* begin Data provided *
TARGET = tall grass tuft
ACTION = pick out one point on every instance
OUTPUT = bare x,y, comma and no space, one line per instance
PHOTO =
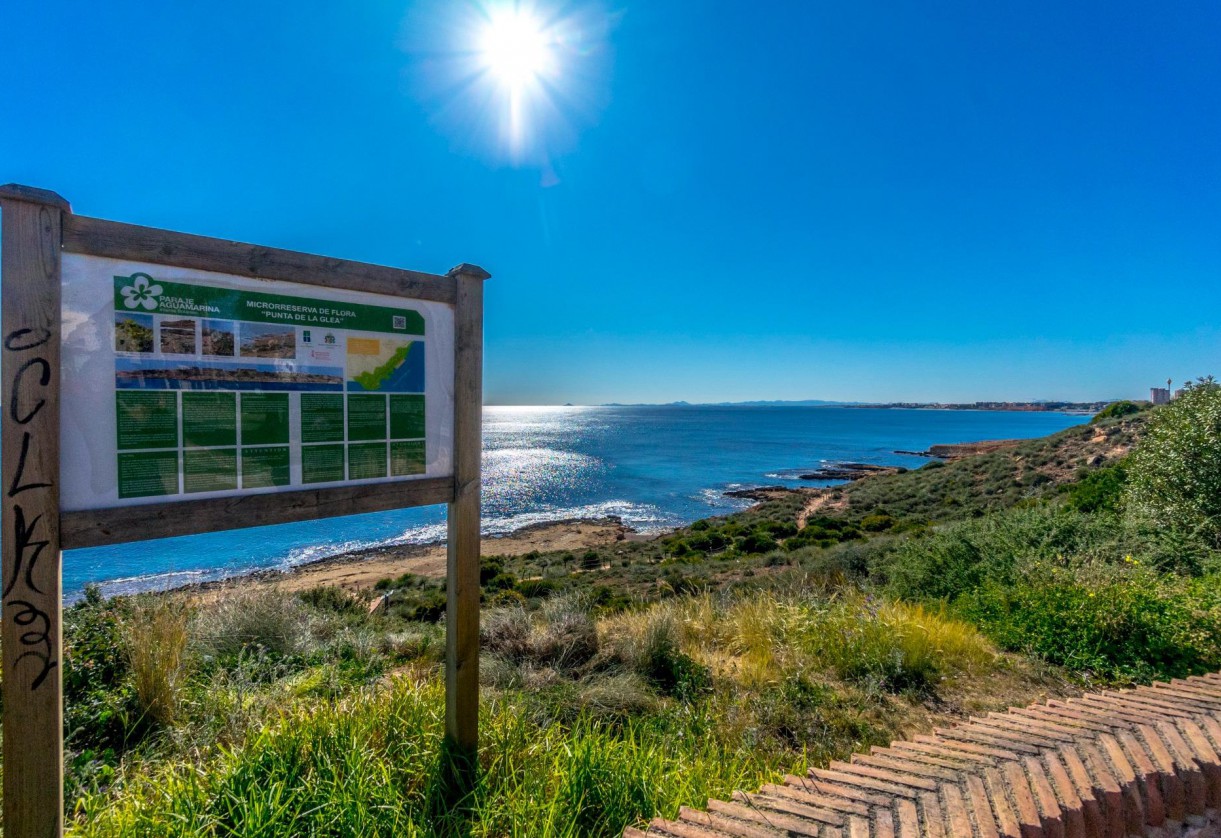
* end Data provided *
* begin Data provided *
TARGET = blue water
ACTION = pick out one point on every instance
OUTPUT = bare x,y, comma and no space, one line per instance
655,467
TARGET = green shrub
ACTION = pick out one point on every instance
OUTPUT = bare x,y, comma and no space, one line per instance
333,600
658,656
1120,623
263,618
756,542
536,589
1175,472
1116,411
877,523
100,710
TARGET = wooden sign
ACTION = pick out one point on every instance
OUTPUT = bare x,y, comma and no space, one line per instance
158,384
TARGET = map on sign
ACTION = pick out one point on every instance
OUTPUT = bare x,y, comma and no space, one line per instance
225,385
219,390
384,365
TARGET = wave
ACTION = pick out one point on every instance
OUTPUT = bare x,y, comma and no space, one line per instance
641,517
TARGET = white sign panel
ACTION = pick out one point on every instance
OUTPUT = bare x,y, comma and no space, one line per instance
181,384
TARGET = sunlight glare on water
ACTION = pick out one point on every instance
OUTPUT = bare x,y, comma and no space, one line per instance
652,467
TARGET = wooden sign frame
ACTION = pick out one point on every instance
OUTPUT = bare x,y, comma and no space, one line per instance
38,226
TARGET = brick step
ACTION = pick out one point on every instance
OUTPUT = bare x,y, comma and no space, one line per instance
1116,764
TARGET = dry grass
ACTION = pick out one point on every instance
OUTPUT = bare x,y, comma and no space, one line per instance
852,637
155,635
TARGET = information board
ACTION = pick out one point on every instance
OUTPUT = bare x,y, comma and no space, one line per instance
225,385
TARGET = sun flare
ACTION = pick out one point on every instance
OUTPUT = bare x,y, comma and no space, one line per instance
* end Data provided *
* begin Data provided *
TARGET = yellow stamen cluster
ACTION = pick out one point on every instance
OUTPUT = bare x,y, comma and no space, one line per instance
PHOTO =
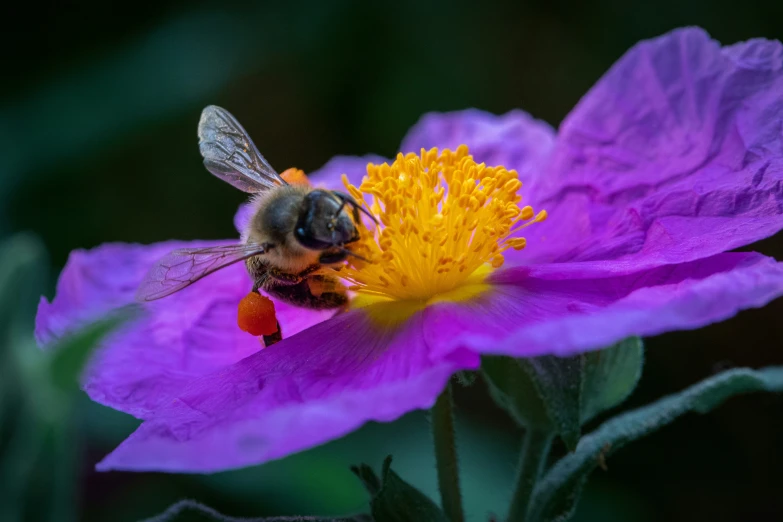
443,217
* end Data provided *
> _The request_:
Pick out each line in the items that contains the word "sign" and copy those lines.

> _Problem solution_:
TARGET = wooden sign
TARGET = map on sign
TARGET = white sign panel
TARGET = wooden sign frame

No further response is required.